## TASK STATEMENT
Find the line with "Consider the photo above. For each instance of the dark" in the listing below. Write it out exactly, along with every later line up to the final one.

## RECORDS FOR THE EXERCISE
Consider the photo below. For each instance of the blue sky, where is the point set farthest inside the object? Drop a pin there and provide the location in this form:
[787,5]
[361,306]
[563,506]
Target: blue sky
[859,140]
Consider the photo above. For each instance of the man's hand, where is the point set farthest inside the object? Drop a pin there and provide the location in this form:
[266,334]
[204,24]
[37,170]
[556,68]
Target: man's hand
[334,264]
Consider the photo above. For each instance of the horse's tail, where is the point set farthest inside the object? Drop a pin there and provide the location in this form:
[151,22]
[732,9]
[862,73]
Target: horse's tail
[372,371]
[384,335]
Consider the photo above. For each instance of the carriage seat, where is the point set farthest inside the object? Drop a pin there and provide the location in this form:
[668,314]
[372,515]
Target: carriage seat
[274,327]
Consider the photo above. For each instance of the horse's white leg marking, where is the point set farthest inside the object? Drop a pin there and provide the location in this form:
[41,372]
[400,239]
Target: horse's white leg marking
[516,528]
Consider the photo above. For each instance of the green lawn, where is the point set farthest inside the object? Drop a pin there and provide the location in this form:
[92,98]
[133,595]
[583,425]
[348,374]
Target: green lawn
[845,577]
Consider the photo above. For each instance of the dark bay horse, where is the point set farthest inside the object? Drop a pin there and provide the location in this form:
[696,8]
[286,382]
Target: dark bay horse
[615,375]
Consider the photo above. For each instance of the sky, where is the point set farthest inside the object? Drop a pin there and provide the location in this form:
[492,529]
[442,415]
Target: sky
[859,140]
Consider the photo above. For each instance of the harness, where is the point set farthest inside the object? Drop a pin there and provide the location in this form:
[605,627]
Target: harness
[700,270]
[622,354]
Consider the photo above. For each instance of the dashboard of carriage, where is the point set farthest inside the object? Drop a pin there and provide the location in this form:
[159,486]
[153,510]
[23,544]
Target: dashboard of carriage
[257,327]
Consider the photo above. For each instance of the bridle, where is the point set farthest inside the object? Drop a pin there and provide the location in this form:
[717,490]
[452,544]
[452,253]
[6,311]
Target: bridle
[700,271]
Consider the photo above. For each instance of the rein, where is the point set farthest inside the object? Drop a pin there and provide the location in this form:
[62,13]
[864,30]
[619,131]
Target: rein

## RESULT OF THE EXERCISE
Consider the photo above. For each instance of the dark bay horse, where is the point set farthest inside the object? Drop a pin there and provide the location in this form:
[696,8]
[286,382]
Target: dark bay horse
[615,375]
Consider the photo above. For each instance of the sky, where is the point set farthest inside the object? Drop a pin there and provide the location in this form:
[492,529]
[442,415]
Target: sky
[859,140]
Consider the photo above. For each instance of the harness, where is the point set farthest inside the object? Drop a pin there and provide the location in this form:
[605,627]
Target: harness
[700,270]
[622,354]
Consider the photo above. For each instance of the dashboard of carriage, where is the point set farthest inside the object? Drop a pin there and provide the location in this form:
[159,486]
[153,510]
[23,544]
Target: dashboard of carriage
[257,327]
Consider the photo above. For each instance of the bridle, where is the point set farthest inside the object? Drop a pin there and provide the location in this form:
[717,490]
[452,544]
[452,253]
[6,311]
Target: bridle
[700,271]
Consider the photo above. For each instance of the rein, where is the point set farthest inside the object? Drop a pin there and provide the location in this form:
[62,13]
[864,30]
[619,131]
Target: rein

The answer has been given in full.